> WRITTEN INSTRUCTION
Find every line in the rows below that contains the word "green" and copy each such line. Case matters.

> AVAILABLE DATA
------------------------------------
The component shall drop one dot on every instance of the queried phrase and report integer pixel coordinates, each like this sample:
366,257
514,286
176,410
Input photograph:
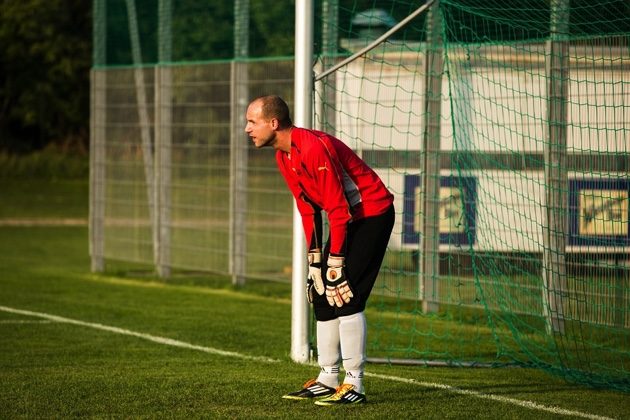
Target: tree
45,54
------------------------------------
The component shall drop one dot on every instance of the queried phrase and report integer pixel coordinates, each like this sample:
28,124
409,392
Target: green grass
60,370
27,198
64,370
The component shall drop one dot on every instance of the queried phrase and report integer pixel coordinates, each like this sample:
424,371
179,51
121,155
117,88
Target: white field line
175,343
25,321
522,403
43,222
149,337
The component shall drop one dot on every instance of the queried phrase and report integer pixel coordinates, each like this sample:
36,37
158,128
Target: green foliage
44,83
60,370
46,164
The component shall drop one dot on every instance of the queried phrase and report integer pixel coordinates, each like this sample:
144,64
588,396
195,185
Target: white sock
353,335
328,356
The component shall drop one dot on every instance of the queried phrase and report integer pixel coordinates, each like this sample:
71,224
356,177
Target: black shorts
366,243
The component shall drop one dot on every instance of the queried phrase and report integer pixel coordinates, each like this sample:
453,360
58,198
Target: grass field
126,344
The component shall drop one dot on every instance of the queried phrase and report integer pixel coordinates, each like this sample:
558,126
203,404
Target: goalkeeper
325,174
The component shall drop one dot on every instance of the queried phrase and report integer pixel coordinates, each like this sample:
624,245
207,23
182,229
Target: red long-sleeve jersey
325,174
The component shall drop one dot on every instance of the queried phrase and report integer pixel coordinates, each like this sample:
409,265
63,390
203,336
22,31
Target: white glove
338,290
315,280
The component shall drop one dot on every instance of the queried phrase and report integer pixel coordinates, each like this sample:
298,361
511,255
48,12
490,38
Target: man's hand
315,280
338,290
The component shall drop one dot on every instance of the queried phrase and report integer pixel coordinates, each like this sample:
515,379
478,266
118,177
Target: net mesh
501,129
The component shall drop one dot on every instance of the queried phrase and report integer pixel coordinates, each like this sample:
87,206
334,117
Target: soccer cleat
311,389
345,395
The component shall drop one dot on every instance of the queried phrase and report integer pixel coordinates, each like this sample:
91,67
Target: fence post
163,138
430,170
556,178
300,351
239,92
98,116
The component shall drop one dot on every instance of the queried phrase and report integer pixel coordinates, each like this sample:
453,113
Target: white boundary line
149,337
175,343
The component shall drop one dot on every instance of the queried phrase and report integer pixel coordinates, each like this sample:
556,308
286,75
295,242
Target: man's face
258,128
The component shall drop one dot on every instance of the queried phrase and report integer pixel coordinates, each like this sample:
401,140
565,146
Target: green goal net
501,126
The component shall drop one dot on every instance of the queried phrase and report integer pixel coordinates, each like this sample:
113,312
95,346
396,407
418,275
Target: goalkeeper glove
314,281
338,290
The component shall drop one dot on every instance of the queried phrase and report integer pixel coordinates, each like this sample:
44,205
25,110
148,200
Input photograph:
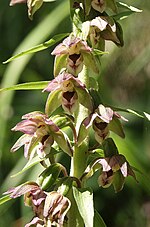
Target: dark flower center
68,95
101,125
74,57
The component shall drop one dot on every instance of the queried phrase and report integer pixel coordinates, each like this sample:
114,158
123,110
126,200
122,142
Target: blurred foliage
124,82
------------------------------------
> COMPLETED EXERCISE
Target: green grass
Target: green foliage
Target: green goal net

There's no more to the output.